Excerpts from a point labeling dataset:
════════
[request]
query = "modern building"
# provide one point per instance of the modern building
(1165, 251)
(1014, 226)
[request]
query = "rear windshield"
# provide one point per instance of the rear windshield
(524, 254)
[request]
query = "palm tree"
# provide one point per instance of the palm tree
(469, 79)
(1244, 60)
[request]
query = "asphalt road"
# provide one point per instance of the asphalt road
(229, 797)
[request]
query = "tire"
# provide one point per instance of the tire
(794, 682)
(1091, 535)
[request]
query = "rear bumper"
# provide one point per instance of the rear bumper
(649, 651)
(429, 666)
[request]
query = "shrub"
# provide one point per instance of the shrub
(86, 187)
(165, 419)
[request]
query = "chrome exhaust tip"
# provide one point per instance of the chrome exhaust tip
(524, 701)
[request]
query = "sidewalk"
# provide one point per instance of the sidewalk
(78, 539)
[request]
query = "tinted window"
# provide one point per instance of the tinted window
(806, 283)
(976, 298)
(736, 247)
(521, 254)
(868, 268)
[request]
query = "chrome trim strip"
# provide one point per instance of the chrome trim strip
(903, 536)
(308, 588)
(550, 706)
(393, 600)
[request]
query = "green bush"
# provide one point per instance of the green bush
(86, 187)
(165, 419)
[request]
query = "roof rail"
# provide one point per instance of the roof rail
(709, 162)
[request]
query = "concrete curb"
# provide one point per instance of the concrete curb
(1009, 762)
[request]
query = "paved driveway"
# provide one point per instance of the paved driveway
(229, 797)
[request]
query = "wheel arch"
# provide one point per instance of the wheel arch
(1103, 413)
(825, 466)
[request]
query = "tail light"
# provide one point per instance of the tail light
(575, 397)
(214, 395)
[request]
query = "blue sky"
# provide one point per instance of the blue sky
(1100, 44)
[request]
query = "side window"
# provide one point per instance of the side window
════════
• Problem description: Copy all of the data above line for line, with no changes.

• Exercise answer:
[request]
query = "modern building"
# provide one point per instance of the modern building
(1165, 251)
(1014, 226)
[request]
query = "rear windshield"
# provide one point per instance of the rear windshield
(524, 254)
[request]
query = "palm tree"
# provide one point per instance of the palm tree
(469, 79)
(1244, 60)
[request]
query = "asphalt road"
# provide one point per instance of the asphalt road
(229, 797)
[request]
query = "tire"
# provide one point per instance of the tire
(794, 682)
(1091, 535)
[request]
query = "rear bumper"
# provide one point per instance of the rear bumper
(649, 651)
(429, 666)
[request]
query = "shrub"
# provide one point per instance of the shrub
(86, 187)
(165, 419)
[request]
query = "chrome exhaust tip"
# provide one point per instance of the chrome exhaust tip
(524, 701)
[request]
query = "sidewalk"
# provide one point per instance of the sidewalk
(78, 539)
[request]
query = "tinted window"
# provide one point per instance of the tinted window
(806, 283)
(976, 298)
(736, 247)
(521, 254)
(868, 268)
[request]
query = "chrome trim strip"
# provide one point per instance of the chrome trim strip
(903, 536)
(308, 588)
(550, 706)
(393, 600)
[request]
query = "green bush"
# provide one point per instance of the green bush
(86, 187)
(165, 419)
[request]
query = "roof rail"
# provide one point per instance of the roof rail
(709, 162)
[request]
query = "concrete curb"
# provide one point per instance of the concrete curb
(1009, 762)
[request]
query = "paved driveway"
# provide one point per instance of the paved driveway
(229, 797)
[request]
query = "wheel arch"
# provide one point per instance of the wheel arch
(1103, 413)
(825, 466)
[request]
query = "tail light"
# provide one point per instance of the tail light
(575, 397)
(214, 395)
[request]
query = "blue sky"
# provide one point per instance of the blue sky
(1100, 44)
[request]
query = "side window"
# provide one point per instance of the side window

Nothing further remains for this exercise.